:: Texto do documento
O teólogo que assumiu essa postura e a apresentou teologicamente é o luterano Rudolf Bultmann (1889-1976). Esse autor nos apresentou uma radical interiorização da mensagem evangélica, eliminando do crisitianismo todo o valor do tempo, do mundo, da história. A Revelação não é concebida como algo exterior à consciência do homem, mas seria um processo subjetivo de auto-compreensão e, mediante o kerygma, se percebe como salvo pela fé em Jesus. A cruz e a ressurreição deixam de ser eventos históricos e passam a ser algo que Deus causa na existência do crente. O centro dessa teologia é pois uma “tradução“, que elimina todo o conteúdo transcendente de fé cristã para converte-las em elementos imanentes (para fazer o cristianismo algo científico). Na teologia bultmaniana o objeto humano absorve o elemento divino da teologia. Dessa forma, em algumas áreas da teologia contemporânea se deixa de estudar a Deus e se passa a investigar se existe no homem as condições epistemológicas para conhecer a Deus e para entender o que nos diz a Bíblia. A teologia deixa assim de ter a Deus como objeto e passa a não ir mais além do homem.
Outro teólogo que quis levar esse projeto adiante foi o católico Karl Rahner (1904-1984): esse autor se esforçou para “mostrar que a teologia dogmática hoje deve ser uma antropologia teológica, e que o ‘giro antropológico’ é necessário e frutífero”. Ele queria uma reflexão teológica que resultasse significativa para o homem moderno, isto é, a teologia deve partir da antropologia transcendental kantiana.
A centralidade do mistério de Deus para a Teologia cristã:
A Teologia da Igreja parte da consciência de que a experiência bíblica sobre o Deus vivo dispõe de uma linguagem suficientemente clara e acessível à razão humana. Está consciente que Deus é um mistério, que nosso conhecimento é parcial, mas é verdadeiro conhecimento de Deus. A Teologia cristã não admite que a noção de Deus pode ser absorvida nos nossos discursos humanos. “Deus semper maior” afirmava Santo Agostinho, numa expressão clássica e admitida por todos os teólogos de bom senso. A verdadeira Teologia se esforça sempre por conhecer a Deus e não um ídolo.
Extensão do objeto da Teologia.
::::
:: Trechos dos registros
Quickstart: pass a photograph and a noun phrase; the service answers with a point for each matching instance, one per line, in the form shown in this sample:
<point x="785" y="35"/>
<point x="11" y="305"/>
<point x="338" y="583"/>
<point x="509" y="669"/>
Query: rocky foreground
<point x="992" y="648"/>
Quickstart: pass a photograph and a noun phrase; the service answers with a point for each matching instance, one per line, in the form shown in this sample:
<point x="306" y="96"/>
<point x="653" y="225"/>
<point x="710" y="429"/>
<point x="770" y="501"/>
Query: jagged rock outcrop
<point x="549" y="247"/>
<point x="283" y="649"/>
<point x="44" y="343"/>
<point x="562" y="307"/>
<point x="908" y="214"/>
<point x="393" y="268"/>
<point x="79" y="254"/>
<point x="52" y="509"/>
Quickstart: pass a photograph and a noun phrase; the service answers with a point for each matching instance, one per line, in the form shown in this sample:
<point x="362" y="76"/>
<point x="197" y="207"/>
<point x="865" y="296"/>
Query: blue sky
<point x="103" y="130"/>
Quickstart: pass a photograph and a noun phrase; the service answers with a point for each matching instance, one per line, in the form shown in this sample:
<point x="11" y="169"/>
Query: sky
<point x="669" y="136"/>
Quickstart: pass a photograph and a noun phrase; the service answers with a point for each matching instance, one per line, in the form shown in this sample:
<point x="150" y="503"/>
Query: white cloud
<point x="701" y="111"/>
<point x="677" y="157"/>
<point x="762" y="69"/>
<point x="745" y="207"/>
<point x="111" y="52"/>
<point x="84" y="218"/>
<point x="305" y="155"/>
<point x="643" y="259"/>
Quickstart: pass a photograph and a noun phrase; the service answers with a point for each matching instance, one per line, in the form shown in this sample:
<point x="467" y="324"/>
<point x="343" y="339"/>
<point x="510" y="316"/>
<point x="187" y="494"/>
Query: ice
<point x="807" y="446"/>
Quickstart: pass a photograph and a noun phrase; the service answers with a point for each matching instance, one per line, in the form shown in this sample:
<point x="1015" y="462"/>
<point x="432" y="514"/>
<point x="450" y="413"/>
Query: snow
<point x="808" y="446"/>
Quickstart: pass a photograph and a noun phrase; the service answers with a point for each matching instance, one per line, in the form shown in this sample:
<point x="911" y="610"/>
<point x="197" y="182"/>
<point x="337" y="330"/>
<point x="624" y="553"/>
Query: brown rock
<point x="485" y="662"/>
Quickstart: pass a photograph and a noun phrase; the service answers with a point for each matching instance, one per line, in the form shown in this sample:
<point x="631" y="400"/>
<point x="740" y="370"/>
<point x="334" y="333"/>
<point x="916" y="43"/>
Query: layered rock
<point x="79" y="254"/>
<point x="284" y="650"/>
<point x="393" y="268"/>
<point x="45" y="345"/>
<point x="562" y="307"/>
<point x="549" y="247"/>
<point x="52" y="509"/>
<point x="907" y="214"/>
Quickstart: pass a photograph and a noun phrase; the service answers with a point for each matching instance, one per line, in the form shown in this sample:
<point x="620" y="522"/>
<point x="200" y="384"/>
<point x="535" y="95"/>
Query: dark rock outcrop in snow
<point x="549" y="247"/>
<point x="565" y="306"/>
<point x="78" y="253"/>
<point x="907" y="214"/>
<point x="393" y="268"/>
::::
- [Tarefas]:
1. Liste todos os anos que aparecem entre parênteses no texto sobre teologia.
2. No texto sobre teologia, qual é a confissão religiosa atribuída a Karl Rahner?

- [Respostas das tarefas]:
1. 1889, 1976, 1904, 1984

2. Católica.